What you are asked to do - Copy the data precisely, keeping every character.

Rows -

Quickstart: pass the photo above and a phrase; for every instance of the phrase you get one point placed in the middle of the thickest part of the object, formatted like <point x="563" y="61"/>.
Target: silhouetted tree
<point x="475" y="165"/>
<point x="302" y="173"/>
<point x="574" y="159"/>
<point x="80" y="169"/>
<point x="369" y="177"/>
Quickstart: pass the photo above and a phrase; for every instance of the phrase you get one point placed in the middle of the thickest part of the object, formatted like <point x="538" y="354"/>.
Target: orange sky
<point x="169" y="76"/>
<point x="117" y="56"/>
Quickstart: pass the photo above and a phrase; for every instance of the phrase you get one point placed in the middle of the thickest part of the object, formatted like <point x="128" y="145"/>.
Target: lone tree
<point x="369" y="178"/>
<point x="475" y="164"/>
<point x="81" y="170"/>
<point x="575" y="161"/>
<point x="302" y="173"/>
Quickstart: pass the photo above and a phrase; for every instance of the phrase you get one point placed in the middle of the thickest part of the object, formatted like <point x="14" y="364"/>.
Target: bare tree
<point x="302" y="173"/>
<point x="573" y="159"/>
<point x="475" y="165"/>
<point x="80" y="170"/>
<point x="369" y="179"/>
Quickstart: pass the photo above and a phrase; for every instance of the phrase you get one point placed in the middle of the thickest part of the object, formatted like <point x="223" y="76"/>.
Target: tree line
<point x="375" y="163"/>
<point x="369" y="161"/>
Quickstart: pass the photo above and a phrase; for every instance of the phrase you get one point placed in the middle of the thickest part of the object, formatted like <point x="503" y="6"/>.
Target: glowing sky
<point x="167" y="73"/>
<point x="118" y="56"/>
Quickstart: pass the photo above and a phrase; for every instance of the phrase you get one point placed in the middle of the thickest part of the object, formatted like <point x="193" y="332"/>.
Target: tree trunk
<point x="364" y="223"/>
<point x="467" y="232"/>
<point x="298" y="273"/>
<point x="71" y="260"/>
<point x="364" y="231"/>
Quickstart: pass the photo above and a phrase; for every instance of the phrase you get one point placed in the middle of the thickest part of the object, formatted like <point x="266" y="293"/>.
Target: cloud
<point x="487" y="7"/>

In response -
Quickstart: pass the photo above and a phrase; for every instance of the phrase you get one point placed in the middle of the thickest part of the object, formatted like <point x="563" y="61"/>.
Target: silhouetted tree
<point x="475" y="165"/>
<point x="302" y="173"/>
<point x="574" y="159"/>
<point x="80" y="169"/>
<point x="369" y="177"/>
Quickstart: pass the photo above and a phrase; for every instance of the phrase you get one point placed in the middle of the thickest part of the object, formatted like <point x="538" y="354"/>.
Target: orange sky
<point x="169" y="76"/>
<point x="117" y="56"/>
Quickstart: pass the photo above and a phrase; for every instance of the phrase you get one point placed in the middle of the thickest part of the object, formatted like <point x="128" y="145"/>.
Target: lone tree
<point x="369" y="178"/>
<point x="475" y="164"/>
<point x="81" y="170"/>
<point x="575" y="161"/>
<point x="302" y="173"/>
Quickstart: pass the photo above and a phrase; for every instance of the phrase you get one point placed in the middle of the thickest part of the object, formatted like <point x="14" y="364"/>.
Target: bare tree
<point x="302" y="173"/>
<point x="573" y="159"/>
<point x="475" y="165"/>
<point x="80" y="170"/>
<point x="369" y="179"/>
Quickstart: pass the photo above and a phrase; for every instance of the phrase you get one point placed in the middle of the thickest part of the object, formatted like <point x="223" y="76"/>.
Target: tree line
<point x="375" y="163"/>
<point x="369" y="161"/>
Quickstart: pass the photo above and a phrase; for every instance of the phrase you get one point placed in the middle of the thickest part of the object, formatted like <point x="503" y="6"/>.
Target: glowing sky
<point x="167" y="73"/>
<point x="118" y="56"/>
Quickstart: pass the photo above and a phrase; for every instance of the phrase you get one point placed in the middle of the thickest part of the object, formatted like <point x="193" y="332"/>.
Target: tree trunk
<point x="364" y="223"/>
<point x="467" y="232"/>
<point x="298" y="273"/>
<point x="71" y="260"/>
<point x="364" y="231"/>
Quickstart: pass the photo above and a phrase; for every instance of the phrase you get one point placed in the middle of the thickest part of the object, formatted like <point x="266" y="293"/>.
Target: cloud
<point x="487" y="7"/>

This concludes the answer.